WHAT TO WORK ON:
Reproduce all entries below verbatim. Skip the pictures.

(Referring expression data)

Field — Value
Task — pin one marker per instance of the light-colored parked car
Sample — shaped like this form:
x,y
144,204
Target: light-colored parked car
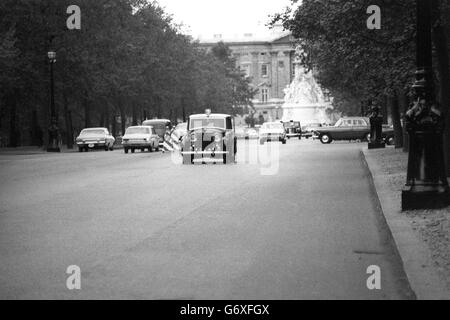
x,y
252,133
241,133
179,131
140,137
161,127
272,131
95,138
351,128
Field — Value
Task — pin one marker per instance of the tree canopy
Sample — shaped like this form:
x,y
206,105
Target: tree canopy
x,y
128,61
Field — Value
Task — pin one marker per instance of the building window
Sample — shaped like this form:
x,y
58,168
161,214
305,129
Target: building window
x,y
245,68
264,95
264,70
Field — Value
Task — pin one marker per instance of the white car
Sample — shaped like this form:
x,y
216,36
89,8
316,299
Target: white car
x,y
272,131
95,138
140,137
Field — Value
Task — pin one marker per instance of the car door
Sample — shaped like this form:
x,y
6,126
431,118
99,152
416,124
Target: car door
x,y
360,128
344,131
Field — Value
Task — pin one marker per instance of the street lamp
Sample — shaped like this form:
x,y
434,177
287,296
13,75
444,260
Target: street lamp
x,y
427,185
53,133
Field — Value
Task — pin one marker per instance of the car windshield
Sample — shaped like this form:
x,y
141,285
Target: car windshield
x,y
158,126
92,132
137,130
181,126
272,126
291,124
207,123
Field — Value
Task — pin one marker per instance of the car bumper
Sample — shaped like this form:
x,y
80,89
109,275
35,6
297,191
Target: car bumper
x,y
272,138
209,153
95,145
136,144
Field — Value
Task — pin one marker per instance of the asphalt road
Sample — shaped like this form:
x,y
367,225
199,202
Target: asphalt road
x,y
143,226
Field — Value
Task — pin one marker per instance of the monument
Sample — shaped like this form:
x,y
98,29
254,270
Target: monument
x,y
304,99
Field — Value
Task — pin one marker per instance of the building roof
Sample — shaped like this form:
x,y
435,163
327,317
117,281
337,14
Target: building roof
x,y
250,38
212,115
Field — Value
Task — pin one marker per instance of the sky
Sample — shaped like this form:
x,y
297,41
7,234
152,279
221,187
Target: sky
x,y
205,18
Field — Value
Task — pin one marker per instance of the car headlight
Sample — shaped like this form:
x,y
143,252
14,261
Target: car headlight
x,y
217,137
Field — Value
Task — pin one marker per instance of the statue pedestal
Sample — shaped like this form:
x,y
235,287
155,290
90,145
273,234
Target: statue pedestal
x,y
414,200
376,145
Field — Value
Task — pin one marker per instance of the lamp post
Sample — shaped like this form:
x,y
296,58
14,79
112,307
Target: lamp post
x,y
427,185
53,133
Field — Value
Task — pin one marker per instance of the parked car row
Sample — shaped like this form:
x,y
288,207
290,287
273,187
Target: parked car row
x,y
351,128
214,135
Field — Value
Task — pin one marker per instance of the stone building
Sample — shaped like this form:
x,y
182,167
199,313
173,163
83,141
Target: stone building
x,y
269,62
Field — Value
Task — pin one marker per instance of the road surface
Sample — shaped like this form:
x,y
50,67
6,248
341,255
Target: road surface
x,y
143,226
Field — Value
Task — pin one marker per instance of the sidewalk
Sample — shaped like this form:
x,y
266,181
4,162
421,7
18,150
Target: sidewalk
x,y
422,237
32,150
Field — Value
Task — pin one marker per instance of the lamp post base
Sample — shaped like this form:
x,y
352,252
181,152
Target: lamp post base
x,y
431,199
376,145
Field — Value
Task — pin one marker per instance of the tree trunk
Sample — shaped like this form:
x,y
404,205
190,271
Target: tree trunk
x,y
107,118
396,120
183,103
134,113
123,120
404,105
12,121
114,124
384,109
68,120
87,115
441,46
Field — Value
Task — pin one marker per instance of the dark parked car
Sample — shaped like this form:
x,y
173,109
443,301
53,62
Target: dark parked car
x,y
210,138
293,129
308,130
351,128
272,131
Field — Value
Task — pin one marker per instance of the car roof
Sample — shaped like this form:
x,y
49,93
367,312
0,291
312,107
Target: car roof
x,y
95,129
354,118
139,127
157,120
212,115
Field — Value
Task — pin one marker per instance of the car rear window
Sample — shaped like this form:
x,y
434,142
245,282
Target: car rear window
x,y
92,132
207,123
137,130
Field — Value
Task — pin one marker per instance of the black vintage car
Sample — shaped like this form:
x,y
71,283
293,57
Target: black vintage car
x,y
210,138
351,128
293,129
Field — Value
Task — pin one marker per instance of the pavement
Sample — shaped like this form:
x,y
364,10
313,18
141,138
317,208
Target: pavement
x,y
417,259
143,226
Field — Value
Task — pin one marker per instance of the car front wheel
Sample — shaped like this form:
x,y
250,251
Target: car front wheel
x,y
325,139
188,159
390,141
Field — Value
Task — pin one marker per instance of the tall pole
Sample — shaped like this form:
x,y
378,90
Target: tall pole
x,y
427,185
53,131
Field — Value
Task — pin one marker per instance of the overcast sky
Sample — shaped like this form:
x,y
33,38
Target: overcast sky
x,y
227,17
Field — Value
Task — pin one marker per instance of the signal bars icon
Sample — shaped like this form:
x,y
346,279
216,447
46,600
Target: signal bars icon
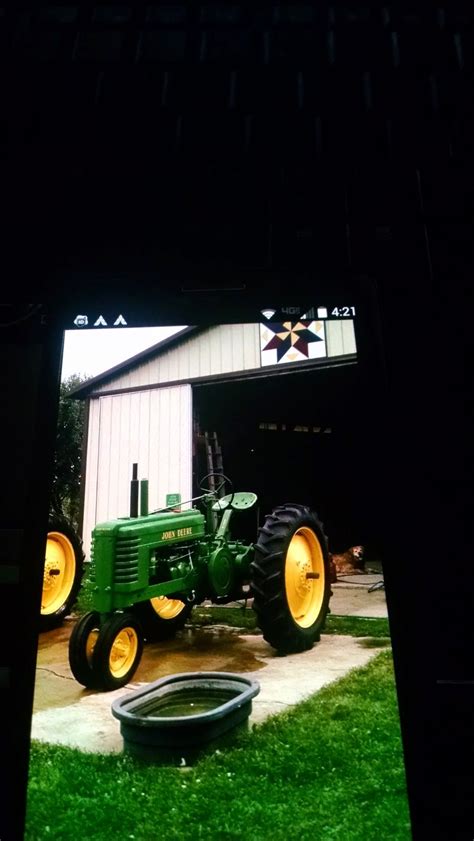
x,y
268,313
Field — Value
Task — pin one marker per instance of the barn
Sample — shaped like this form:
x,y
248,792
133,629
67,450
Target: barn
x,y
269,404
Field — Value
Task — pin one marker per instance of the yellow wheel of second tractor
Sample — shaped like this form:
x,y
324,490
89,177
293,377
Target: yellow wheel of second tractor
x,y
117,651
290,578
63,569
304,577
161,618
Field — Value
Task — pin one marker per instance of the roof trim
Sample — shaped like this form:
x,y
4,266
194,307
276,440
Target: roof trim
x,y
234,376
85,389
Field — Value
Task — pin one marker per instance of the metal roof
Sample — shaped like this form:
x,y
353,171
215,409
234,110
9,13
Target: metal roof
x,y
166,344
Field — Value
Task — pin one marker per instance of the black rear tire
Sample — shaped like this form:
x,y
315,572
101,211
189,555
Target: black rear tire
x,y
118,651
290,578
63,572
161,619
81,649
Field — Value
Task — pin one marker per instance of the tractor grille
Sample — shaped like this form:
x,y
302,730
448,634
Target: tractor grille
x,y
126,559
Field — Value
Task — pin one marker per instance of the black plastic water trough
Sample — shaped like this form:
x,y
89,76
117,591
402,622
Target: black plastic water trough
x,y
183,712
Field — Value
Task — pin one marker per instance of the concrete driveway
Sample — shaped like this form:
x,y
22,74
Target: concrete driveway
x,y
65,713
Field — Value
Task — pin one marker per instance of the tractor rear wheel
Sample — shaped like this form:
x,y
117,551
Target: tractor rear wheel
x,y
81,649
290,578
118,651
63,571
161,618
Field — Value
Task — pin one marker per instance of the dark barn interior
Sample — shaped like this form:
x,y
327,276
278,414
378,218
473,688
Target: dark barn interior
x,y
294,437
151,148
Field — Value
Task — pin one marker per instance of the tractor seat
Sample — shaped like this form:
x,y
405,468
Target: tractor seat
x,y
241,501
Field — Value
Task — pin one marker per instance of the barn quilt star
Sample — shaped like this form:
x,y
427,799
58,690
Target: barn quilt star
x,y
290,335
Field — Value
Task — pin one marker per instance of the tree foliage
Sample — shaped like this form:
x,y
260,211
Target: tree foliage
x,y
66,486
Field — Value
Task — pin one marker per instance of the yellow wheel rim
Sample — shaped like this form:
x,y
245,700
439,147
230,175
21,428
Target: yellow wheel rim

RESULT:
Field — Value
Task — pin one marker per instance of the light-colored parked car
Sample — shaped like this form:
x,y
144,204
Target: light-colored parked car
x,y
252,133
241,133
179,131
140,137
161,127
272,131
95,138
351,128
Field — Value
Task — pin one marker per instance of the tree canopy
Sample — shaped like this form:
x,y
206,105
Target: tree canopy
x,y
128,61
Field — Value
Task — pin one marker per instance of the building window
Sample — shaped like this form:
x,y
58,168
161,214
305,129
Target: building window
x,y
245,68
264,95
264,70
Field — Value
Task — pin one marker per instance of the white car
Sample — shaped like this form:
x,y
216,36
89,8
316,299
Target: white car
x,y
272,131
95,138
140,137
Field — Value
Task — pin one marker per instance of the car door
Sample — shaped like this form:
x,y
6,126
431,118
99,152
416,124
Target: car door
x,y
360,128
344,131
Field — Value
Task — pin one marker per instance of the street lamp
Sample — shaped like this form:
x,y
434,177
287,296
13,75
444,260
Target: street lamp
x,y
427,185
53,133
Field — Value
Task — pin one marker per instance of the car windshield
Sample — shaped like this form:
x,y
141,285
Target: car windshield
x,y
158,126
92,132
137,130
181,126
272,126
291,124
207,123
Field — Value
Task — pin one marker per instance of the car bumper
Sample — shaped like this form:
x,y
80,89
109,275
35,6
297,191
Target: car bumper
x,y
272,138
209,153
95,145
136,144
Field — Value
Task — pin one marker per instance of the asphalt road
Sample — shaped like this form:
x,y
367,225
199,202
Target: asphalt road
x,y
143,226
Field — Value
Task — pin one marker per instance of the monument
Sample — shaped like this form:
x,y
98,29
254,270
Target: monument
x,y
304,99
Field — Value
Task — pin one marker per instance of the building roof
Sample — shaped like this form:
x,y
435,163
327,317
117,281
337,14
Target: building roof
x,y
250,38
212,115
Field — Value
Task — pin one marker per instance of the sky
Sample — shaped like this form:
x,y
297,41
7,234
152,279
221,187
Target: sky
x,y
205,18
Field — Value
Task — pin one marker per instance of the car headlight
Sample — shaped like this form:
x,y
143,252
14,261
Target: car headlight
x,y
217,137
Field — Value
Task — pin one marker per instance of the statue pedestal
Sample — shaped like this form:
x,y
235,287
155,290
90,145
273,234
Target: statue pedestal
x,y
414,200
376,145
Field — Value
Task — pin one marker per instance of the lamp post
Sample — shaped like this form:
x,y
296,58
14,79
112,307
Target: lamp post
x,y
427,185
53,133
Field — Value
Task — pin one marker per instance of the parked car row
Sample — shaped like this form:
x,y
288,207
290,287
273,187
Target: parked car row
x,y
351,128
214,135
Field — Value
Task — pin one marker per instance of the stone building
Sample — shaped like this form:
x,y
182,167
199,313
173,163
83,141
Target: stone building
x,y
269,62
Field — Value
Task — pin one marker per instance of the road surface
Sample — shaped like this form:
x,y
50,67
6,248
341,255
Target: road surface
x,y
143,226
Field — Value
Task — pin one marker per instance of the sidewalk
Sample — shaped like this form:
x,y
266,181
4,162
421,7
18,150
Target: sidewalk
x,y
422,237
32,150
Field — Value
Task — pin one marker per instance of the lamp post base
Sample — shaped like this form:
x,y
352,252
181,152
Target: lamp post base
x,y
431,199
376,145
Field — Value
Task — pin one marker per instance of the tree trunk
Sample — shaped like this form:
x,y
404,205
190,271
Target: tree trunk
x,y
107,118
396,120
183,103
134,113
123,120
404,105
12,121
114,124
384,109
68,120
87,115
441,46
Field — Value
Task — pin one marker per instance of the dark parked car
Sample — shaped like this form:
x,y
173,109
443,301
53,62
Target: dark parked car
x,y
210,138
293,129
308,130
351,128
272,131
Field — Value
Task — pin one marker per instance of the car roof
Sample — shaped like this form:
x,y
49,93
367,312
0,291
312,107
Target: car roof
x,y
95,129
354,118
139,127
157,120
212,115
Field — Value
Task — pin one marker per instance of the car rear window
Sample — shaped like this form:
x,y
434,142
245,282
Target: car rear window
x,y
92,132
207,123
137,130
Field — Value
Task — pin one marker per instance of the black vintage car
Sample — shaped like this form:
x,y
71,283
293,57
Target: black vintage car
x,y
210,138
351,128
293,129
Field — Value
Task — pin one marker per instance of the pavement
Sample — shaped like this form:
x,y
364,10
313,18
141,138
317,208
Target: pavement
x,y
417,259
143,226
Field — Value
Task — pin one marker per instance of the car front wheel
Sample — shaped like this form:
x,y
250,251
Target: car front wheel
x,y
325,139
188,159
390,141
Field — Value
Task — pin one marker per instance of the tall pole
Sample — shaped like this form:
x,y
378,90
Target: tall pole
x,y
427,185
53,131
Field — Value
Task — pin one marker per instance of the overcast sky
Sample — shaped like this form:
x,y
33,38
Target: overcast sky
x,y
227,17
Field — Value
Task — pin one marker per instance of the signal bars icon
Sample — shaped like this form:
x,y
346,279
216,447
46,600
Target: signal bars icon
x,y
268,313
Field — Value
Task — pin one marker per instance of the barn
Sample — shaped like this form:
x,y
248,792
133,629
67,450
Target: barn
x,y
269,404
Field — Value
Task — pin one marker per instance of the yellow wheel of second tractor
Sample — shaped like this form:
x,y
324,490
89,177
293,377
Target: yellow wheel of second tractor
x,y
117,651
290,578
63,569
304,577
161,618
Field — Value
Task — pin one marker per instance of the roof trim
Sample — shaped like this form:
x,y
4,266
194,307
276,440
Target: roof trim
x,y
234,376
85,389
Field — Value
Task — pin one marker per instance of the metal roof
Sample — shaped like this form:
x,y
353,171
215,409
234,110
9,13
Target: metal roof
x,y
166,344
Field — Value
Task — pin one marker per instance of the black rear tire
Sample — shaped like this form:
x,y
315,572
101,211
189,555
Target: black rear tire
x,y
118,651
290,578
63,572
161,619
81,649
Field — Value
Task — pin one marker per instance of the tractor grille
Sample — shaped like this form:
x,y
302,730
448,634
Target: tractor grille
x,y
126,559
Field — Value
Task — pin one marker per instance of the black plastic water trough
Sample — shaped like this form:
x,y
89,76
117,591
402,622
Target: black plastic water trough
x,y
183,712
Field — Value
Task — pin one marker per instance of the concrete driveway
Sample — shaped like this form:
x,y
22,74
Target: concrete driveway
x,y
65,713
Field — Value
Task — pin one marker per instance of the tractor rear wheel
Sample — shaped like this form:
x,y
117,551
Target: tractor rear wheel
x,y
81,649
290,578
118,651
63,571
161,618
Field — Value
Task — pin one marker per instance of the dark barn interior
Sample — shaped like this form:
x,y
327,276
278,414
378,218
473,688
Target: dark barn interior
x,y
294,437
151,148
Field — Value
Task — pin one marker per instance of the tractor seat
Sample — shaped like this form:
x,y
405,468
Target: tractor seat
x,y
241,501
Field — Value
Task — pin one marker per instance of the barn quilt star
Sample — shaped like this form:
x,y
427,799
58,690
Target: barn quilt star
x,y
290,335
Field — Value
Task — pin one marker per instance of the tree foliage
Sample — shaped like this form:
x,y
260,211
Target: tree foliage
x,y
66,486
Field — Value
Task — pin one marker per instance of the yellow wheel rim
Sample — shaped like this form:
x,y
245,700
439,147
230,175
21,428
Target: yellow wheel rim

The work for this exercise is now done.